TO-DO LIST >>
A: From the theory lunch post, copy everything from "Today I was" down to "talk — below.".
B: Name every person mentioned by name in the theory lunch post.
C: Answer these questions using the theory lunch post:
(i) How long is the whiteboard talk given at each theory lunch?
(ii) What work did Anup Rao present the week before?
(iii) Over what set of matrices are U and V chosen in the optimization problem?
═════ EXCERPT PROVIDED ═════
## Theory lunch: rounding the noncommutative Grothendieck inequality

For as far as I can remember every single Wednesday in Berkeley is the occasion for a “theory lunch”: the theory group gets together around a slice of world-famous pizza from the cheeseboard collective, or some other dish from one of the excellent Berkeley restaurants selected by the good care of Neha — today it was chicken pot pie and Halloween-styled cupcakes.

Soda Hall’s beautiful Woz, where theory lunches are held.

We enjoy the food and chat for half an hour or so, before getting down to business: someone, usually a member of the group but sometimes a visitor — last week Anup Rao told us about his work on recovering from adversarial error in Boolean circuits — gives a half-hour whiteboard talk. The specific constraints imposed by the lunch format (shorter talk, irresistible urge to nap) make these talks all the more enjoyable, as the speaker is aware that he needs to take particular care in keeping his audience engaged. The layout of the room also makes it particularly favorable to questions and interruptions.

Today I was up, and I talked about recent work with Assaf Naor and Oded Regev (see here for the recently uploaded paper) on “efficient rounding of the non-commutative Grothendieck inequality”. Since I didn’t have time to cover all the material I was hoping to discuss, and since I very much like the work we did in that paper, I will give a brief introduction to the results — in the format of an extended theory lunch talk — below.

0. The non-commutative Grothendieck optimization problem.

Our starting point is the following optimization problem. Given a table of real numbers ${M}$ of size ${n\times n\times n\times n}$, the goal is to compute

$\displaystyle \mathrm{opt}(M)\,:=\, \max_{U,V\in\mathcal{O}_n}\, \sum_{ijkl} \, M_{ijkl}\, U_{ij} V_{kl}, \ \ \ \ \ (1)$

where ${\mathcal{O}_n}$ denotes the set of ${n\times n}$ orthogonal matrices, i.e. the set of all real matrices ${X}$ satisfying ${XX^T = X^T X = \mathrm{Id}}$. Computing ${\mathrm{opt}(M)}$ is a quadratic optimization problem, and in general we don’t expect there to be an efficient exact algorithm. Below I will describe a randomized polynomial-time constant-factor approximation algorithm for this problem. First let’s see some interesting classes of examples that can be put in the form of (1).

1. Some applications of (1)
═════ EXCERPTED RECORDS ═════
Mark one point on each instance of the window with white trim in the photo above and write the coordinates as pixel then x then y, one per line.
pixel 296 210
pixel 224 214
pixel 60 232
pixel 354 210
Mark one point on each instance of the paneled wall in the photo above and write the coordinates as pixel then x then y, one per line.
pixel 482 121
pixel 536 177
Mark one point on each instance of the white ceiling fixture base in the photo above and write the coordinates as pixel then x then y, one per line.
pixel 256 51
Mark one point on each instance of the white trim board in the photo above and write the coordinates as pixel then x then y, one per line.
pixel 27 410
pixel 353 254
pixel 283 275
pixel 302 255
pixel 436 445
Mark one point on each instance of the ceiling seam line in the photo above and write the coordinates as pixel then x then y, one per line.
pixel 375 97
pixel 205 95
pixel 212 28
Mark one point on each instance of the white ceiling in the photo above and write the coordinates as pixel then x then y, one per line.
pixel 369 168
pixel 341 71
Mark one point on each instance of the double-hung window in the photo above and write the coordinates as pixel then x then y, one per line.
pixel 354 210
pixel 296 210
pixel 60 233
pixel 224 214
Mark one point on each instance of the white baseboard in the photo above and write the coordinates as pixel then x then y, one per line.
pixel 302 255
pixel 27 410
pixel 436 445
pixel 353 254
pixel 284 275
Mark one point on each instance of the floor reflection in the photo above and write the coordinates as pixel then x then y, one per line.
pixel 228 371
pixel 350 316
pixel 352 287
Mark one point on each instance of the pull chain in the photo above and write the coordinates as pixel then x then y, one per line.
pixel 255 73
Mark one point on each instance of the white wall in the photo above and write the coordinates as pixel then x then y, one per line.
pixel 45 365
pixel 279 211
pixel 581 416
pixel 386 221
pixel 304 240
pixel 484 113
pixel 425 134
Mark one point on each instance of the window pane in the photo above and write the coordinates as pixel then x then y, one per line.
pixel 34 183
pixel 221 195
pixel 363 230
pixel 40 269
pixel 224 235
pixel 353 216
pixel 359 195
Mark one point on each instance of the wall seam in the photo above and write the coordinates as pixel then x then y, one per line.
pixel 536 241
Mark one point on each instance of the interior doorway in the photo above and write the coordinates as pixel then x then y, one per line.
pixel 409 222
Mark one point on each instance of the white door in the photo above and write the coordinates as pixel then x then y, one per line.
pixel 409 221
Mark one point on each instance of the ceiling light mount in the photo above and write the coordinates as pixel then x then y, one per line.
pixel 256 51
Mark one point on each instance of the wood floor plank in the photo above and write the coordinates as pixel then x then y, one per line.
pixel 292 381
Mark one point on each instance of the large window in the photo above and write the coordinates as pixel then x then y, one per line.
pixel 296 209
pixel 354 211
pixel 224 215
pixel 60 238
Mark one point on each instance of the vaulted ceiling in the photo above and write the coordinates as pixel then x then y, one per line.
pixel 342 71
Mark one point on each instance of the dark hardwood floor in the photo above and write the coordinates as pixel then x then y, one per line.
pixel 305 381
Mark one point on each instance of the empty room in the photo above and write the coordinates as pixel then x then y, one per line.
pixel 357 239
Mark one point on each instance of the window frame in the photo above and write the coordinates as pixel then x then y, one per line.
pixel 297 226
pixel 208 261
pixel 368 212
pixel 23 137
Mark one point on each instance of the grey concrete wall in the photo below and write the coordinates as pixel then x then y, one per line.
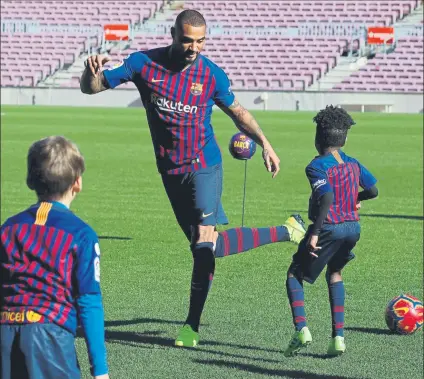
pixel 286 101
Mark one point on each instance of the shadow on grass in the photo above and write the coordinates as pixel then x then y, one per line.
pixel 296 374
pixel 317 356
pixel 114 238
pixel 173 322
pixel 151 339
pixel 370 330
pixel 141 321
pixel 376 215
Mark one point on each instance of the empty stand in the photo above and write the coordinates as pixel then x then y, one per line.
pixel 252 63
═════
TASK ANSWERS >>
A:
Today I was up, and I talked about recent work with Assaf Naor and Oded Regev (see here for the recently uploaded paper) on “efficient rounding of the non-commutative Grothendieck inequality”. Since I didn’t have time to cover all the material I was hoping to discuss, and since I very much like the work we did in that paper, I will give a brief introduction to the results — in the format of an extended theory lunch talk — below.

B:
Neha
Anup Rao
Assaf Naor
Oded Regev

C:
(i) Half an hour.
(ii) His work on recovering from adversarial error in Boolean circuits.
(iii) The set of n×n orthogonal matrices, meaning all real matrices X satisfying XX^T = X^T X = Id.